- Opening Delimiter -
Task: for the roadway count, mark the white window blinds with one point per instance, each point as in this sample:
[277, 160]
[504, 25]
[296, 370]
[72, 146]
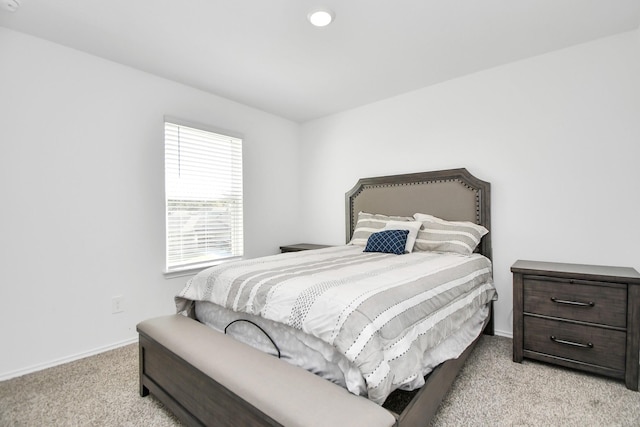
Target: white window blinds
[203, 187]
- Closing Delimiter -
- Opening Delimiter -
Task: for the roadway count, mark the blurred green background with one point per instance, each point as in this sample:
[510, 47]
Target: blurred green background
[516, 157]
- Closing Delimiter -
Check the entries above for the word "each" and copy every line where it turns up.

Task: for the roadway count, mark the white window blinds with one point per instance, each point as in this sample:
Task: for the roadway count, mark the blurred green background with one point per instance, each point as in this sample:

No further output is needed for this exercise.